### Your task
When you reach the line that contains "Target: blue painted metal" in the data below, copy it and every line after it exactly, adding nothing.

### Records shown

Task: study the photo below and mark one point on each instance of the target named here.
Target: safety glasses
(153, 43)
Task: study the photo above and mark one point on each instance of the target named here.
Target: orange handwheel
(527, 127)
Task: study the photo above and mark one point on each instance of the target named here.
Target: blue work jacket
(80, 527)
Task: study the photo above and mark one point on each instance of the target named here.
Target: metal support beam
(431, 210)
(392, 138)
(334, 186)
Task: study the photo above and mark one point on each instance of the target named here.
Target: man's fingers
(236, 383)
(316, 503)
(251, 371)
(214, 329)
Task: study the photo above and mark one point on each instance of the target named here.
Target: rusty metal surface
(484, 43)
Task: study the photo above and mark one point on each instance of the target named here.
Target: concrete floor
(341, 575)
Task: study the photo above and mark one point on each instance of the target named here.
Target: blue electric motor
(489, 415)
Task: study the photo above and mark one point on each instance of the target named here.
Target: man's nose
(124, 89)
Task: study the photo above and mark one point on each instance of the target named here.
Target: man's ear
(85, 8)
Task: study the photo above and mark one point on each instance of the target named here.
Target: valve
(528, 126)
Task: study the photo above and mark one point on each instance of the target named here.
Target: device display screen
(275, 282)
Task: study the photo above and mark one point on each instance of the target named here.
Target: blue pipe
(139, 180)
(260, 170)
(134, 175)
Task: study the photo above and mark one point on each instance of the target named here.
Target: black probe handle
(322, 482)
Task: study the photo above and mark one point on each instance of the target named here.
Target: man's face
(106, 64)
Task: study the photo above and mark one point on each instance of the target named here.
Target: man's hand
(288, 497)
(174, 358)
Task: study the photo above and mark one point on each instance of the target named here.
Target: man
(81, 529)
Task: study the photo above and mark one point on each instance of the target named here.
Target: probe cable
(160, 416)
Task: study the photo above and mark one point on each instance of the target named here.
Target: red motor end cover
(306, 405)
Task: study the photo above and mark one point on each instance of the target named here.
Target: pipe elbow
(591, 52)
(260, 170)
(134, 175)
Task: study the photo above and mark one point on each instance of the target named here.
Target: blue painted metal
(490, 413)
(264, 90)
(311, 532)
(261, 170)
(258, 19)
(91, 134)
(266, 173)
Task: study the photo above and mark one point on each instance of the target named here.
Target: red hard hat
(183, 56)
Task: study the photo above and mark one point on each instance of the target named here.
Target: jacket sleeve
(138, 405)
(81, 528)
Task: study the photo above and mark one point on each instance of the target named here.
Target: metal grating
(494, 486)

### Result
Target: blue painted metal
(490, 413)
(264, 90)
(311, 532)
(261, 170)
(258, 19)
(91, 134)
(266, 173)
Task: study the photo above and mark one point on each instance of the target named here.
Target: red hard hat
(183, 56)
Task: study the photo above and mark one point on each instance of the target named here.
Target: jacket sleeve
(138, 405)
(81, 528)
Task: study the photo above and mark one point on each instance of the target named here.
Target: metal grating
(494, 486)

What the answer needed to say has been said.